Wie groß sind die Chancen, dass das tatsächlich klappt?
Sehr gut. Wir haben gerade erst in der Internet Engineering Task Force, kurz IETF, die entscheidenden technologischen Grundlagen dafür geschaffen, dass diese grenzüberschreitende Kommunikation tatsächlich möglich wird. 

Foto: WirtschaftsWoche

Inwiefern?
Eine industrieweite Arbeitsgruppe, an der auch ich beteiligt war, hat in den vergangenen Jahren die Spezifikation für einen Kommunikationsstandard erarbeitet, den wir Messaging Layer Security nennen, MLS. In dieser Woche  veröffentlicht die IETF die finalen Details des Standards, sodass er in Kraft treten und praktisch eingesetzt werden kann.

Das schafft die technischen Voraussetzungen, dass Ende-zu-Ende-verschlüsselte Text-, Bild- sowie Videobotschaften und sogar Videokonferenzen mit tausenden Teilnehmern möglich werden, selbst wenn die bei unterschiedlichen Messaging-Anbietern angemeldet sind. Wenn ich mir den Vergleich erlauben darf: Wir haben so etwas entwickelt, wie den MP3-Standard für die Echtzeitkommunikation im Netz.

Versuche, Web-Standards zu etablieren, gab es schon viele. Und so mancher mit Tamtam verkündete Vorstoß ist ins Leere gelaufen. Warum sollte ausgerechnet MLS ein Erfolg werden?

==*==

> [Anforderungen]: Greifst du das Interview zum Kommunikationsstandard MLS nach seinem letzten Satz auf und führst es weiter? Die anschließende Auflistung wird hierfür nicht gebraucht.

> [Datenzeilen]:
==*==

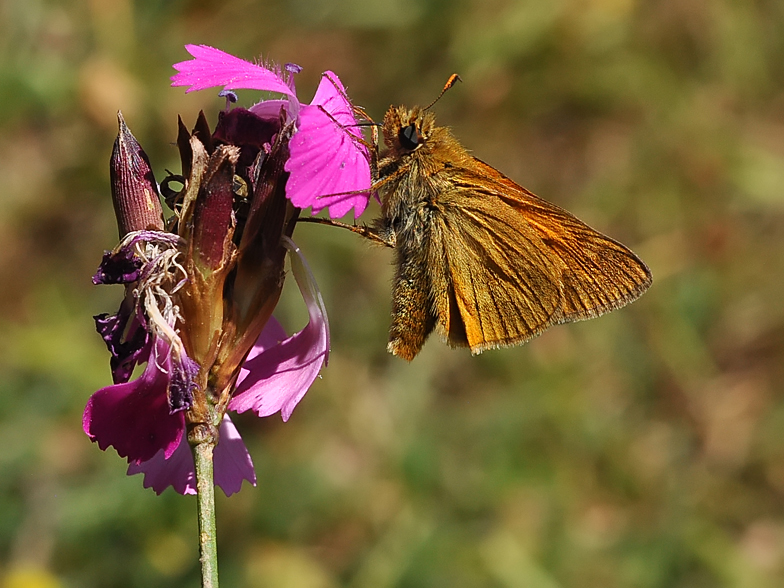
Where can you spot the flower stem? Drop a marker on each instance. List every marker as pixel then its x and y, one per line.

==*==

> [Antwort folgt]:
Weil die IETF nicht irgendwer ist im Netz. Als branchenweites Gremium aus Fachleuten von Unternehmen und Forschungsinstituten hat sie die Grundlagen für die Standardisierung des E-Mail-Verkehrs gelegt, den Domain-Name-Service DNS, auf dem die heute gebräuchlichen Web-Adressen basieren, oder auch das Verschlüsselungssystem TLS, das den sicheren Aufruf von Internetseiten ermöglicht. Und nun also liefern wir das Werkzeug, die bestehenden Netzgrenzen im Messaging zu sprengen.

Einzelne Anbieter von Messagingdiensten, wie etwa Signal oder Threema, haben sich schon klar gegen eine Zusammenschaltung mit anderen Anbietern ausgesprochen, weil das, wie sie sagen, zulasten der Sicherheit der Kommunikation geht. Fürchten Sie das nicht?
Sichere Ende-zu-Ende-Verschlüsselung zu ermöglichen, war eine der Grundanforderungen bei der Entwicklung von MLS: Weniger Sicherheit als bisher auf einer Plattform, darf es auch bei der Kommunikation zwischen unterschiedlichen Diensten nicht geben. Natürlich bin ich nicht so vermessen zu behaupten, dass es absolute Sicherheit im Netz gibt. Das ist völlig unrealistisch. Aber ich bin überzeugt, dass wir ein sehr hohes Schutzniveau erreicht haben. Wir haben sogar schon Verschlüsselungskonzepte für den Fall entworfen, dass Quantencomputer heutige Kryptoverfahren knacken können. Und wenn doch irgendwo eine Schwachstelle auftaucht, können wir den kompletten Kryptomechanismus durch einen besseren ersetzen, ohne MLS neu erfinden zu müssen.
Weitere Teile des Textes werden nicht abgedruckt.